[Saved entries]
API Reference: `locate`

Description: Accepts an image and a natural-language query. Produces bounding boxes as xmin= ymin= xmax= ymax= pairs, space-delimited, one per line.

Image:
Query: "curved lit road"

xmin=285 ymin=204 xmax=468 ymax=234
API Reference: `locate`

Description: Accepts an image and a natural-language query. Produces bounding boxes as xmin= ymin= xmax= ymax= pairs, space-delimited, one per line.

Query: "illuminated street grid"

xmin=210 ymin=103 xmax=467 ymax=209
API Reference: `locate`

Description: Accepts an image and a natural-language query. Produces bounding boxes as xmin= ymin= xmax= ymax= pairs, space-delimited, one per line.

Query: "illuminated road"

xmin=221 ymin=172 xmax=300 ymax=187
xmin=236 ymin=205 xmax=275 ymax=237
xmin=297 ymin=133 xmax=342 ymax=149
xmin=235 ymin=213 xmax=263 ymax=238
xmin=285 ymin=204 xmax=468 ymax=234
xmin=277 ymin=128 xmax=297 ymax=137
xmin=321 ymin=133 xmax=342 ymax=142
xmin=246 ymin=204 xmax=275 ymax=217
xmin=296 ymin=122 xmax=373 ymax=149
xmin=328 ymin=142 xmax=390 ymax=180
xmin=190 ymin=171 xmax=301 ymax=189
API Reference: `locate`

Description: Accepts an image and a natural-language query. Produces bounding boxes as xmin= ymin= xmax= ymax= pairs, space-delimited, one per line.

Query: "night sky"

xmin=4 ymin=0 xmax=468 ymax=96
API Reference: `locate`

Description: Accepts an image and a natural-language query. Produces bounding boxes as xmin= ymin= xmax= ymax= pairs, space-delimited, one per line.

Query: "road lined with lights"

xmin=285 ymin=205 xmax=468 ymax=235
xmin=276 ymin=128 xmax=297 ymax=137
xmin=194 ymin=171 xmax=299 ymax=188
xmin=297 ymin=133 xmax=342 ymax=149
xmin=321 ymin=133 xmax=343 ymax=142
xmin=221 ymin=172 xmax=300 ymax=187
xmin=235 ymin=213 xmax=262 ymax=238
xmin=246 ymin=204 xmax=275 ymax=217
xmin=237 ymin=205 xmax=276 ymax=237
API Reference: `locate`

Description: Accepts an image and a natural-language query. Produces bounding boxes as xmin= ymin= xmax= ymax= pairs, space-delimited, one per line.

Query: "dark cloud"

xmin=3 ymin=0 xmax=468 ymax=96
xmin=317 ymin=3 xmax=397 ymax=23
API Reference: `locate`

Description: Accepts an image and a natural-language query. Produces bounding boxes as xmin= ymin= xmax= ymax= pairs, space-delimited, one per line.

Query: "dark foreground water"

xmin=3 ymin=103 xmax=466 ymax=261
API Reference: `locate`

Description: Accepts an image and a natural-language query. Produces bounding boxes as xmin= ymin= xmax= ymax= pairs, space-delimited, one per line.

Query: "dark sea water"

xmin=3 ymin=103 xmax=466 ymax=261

About this exercise - Nothing in the records may change; output all of them exactly.

Result -
API Reference: `locate`

Description: Accepts an image and a natural-language query. Produces bounding boxes as xmin= ymin= xmax= ymax= pairs, space-delimited, one per line.

Image:
Query: "curved lit road"

xmin=285 ymin=204 xmax=468 ymax=234
API Reference: `locate`

Description: Accepts an image and a natural-language query. Produces bounding boxes as xmin= ymin= xmax= ymax= pairs, space-delimited, one per line.

Query: "illuminated street grid"

xmin=210 ymin=103 xmax=467 ymax=209
API Reference: `locate`

Description: Accepts an image and a natural-language query. Produces bounding boxes as xmin= ymin= xmax= ymax= pairs, space-delimited, one per line.

Query: "illuminated road"

xmin=221 ymin=172 xmax=300 ymax=187
xmin=236 ymin=205 xmax=275 ymax=237
xmin=297 ymin=133 xmax=342 ymax=149
xmin=235 ymin=213 xmax=263 ymax=238
xmin=285 ymin=204 xmax=468 ymax=234
xmin=277 ymin=128 xmax=297 ymax=137
xmin=321 ymin=133 xmax=342 ymax=142
xmin=246 ymin=204 xmax=275 ymax=217
xmin=296 ymin=122 xmax=373 ymax=149
xmin=328 ymin=142 xmax=390 ymax=180
xmin=190 ymin=171 xmax=301 ymax=189
API Reference: `locate`

Description: Accepts an image and a natural-language query. Produces bounding boxes as xmin= ymin= xmax= ymax= pairs, space-delimited, one per line.

Query: "night sky"

xmin=4 ymin=0 xmax=468 ymax=96
API Reference: `locate`

Description: Accepts an image and a natural-language query. Produces bounding boxes as xmin= ymin= xmax= ymax= pairs, space-delimited, one per line.

Query: "road lined with lights"

xmin=285 ymin=205 xmax=468 ymax=235
xmin=276 ymin=128 xmax=297 ymax=137
xmin=194 ymin=171 xmax=299 ymax=188
xmin=297 ymin=133 xmax=342 ymax=149
xmin=321 ymin=133 xmax=343 ymax=142
xmin=221 ymin=172 xmax=300 ymax=187
xmin=235 ymin=213 xmax=262 ymax=238
xmin=246 ymin=204 xmax=275 ymax=217
xmin=237 ymin=205 xmax=276 ymax=237
API Reference: `locate`

Description: Accepts an image and a natural-language query. Produces bounding boxes as xmin= ymin= xmax= ymax= pairs, space-delimited, one per line.

Query: "dark cloud"

xmin=3 ymin=0 xmax=468 ymax=96
xmin=317 ymin=3 xmax=397 ymax=23
API Reference: `locate`

Description: Accepts an image and a natural-language query. Produces bounding boxes as xmin= ymin= xmax= ymax= pairs, space-delimited, one per line.

Query: "dark foreground water"

xmin=3 ymin=103 xmax=466 ymax=261
API Reference: `locate`

Description: Accepts an image and a natural-language query. Produces bounding boxes as xmin= ymin= xmax= ymax= pairs, space-delimited, one per line.

Query: "dark sea water"

xmin=3 ymin=103 xmax=466 ymax=261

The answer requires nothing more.